▶ **SUPPLIED INFORMATION**:
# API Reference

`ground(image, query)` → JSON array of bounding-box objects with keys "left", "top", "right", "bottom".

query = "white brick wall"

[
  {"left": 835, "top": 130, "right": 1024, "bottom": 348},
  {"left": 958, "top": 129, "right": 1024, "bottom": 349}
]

▶ **YOUR INSTRUCTIONS**: From the line with "JSON array of" to the final line of the listing, write out each line unchanged. Add nothing.

▶ **RESULT OF THE TASK**:
`ground(image, query)` → JSON array of bounding-box objects with keys "left", "top", "right", "bottom".

query = "white brick wall"

[
  {"left": 835, "top": 130, "right": 1024, "bottom": 348},
  {"left": 958, "top": 129, "right": 1024, "bottom": 349}
]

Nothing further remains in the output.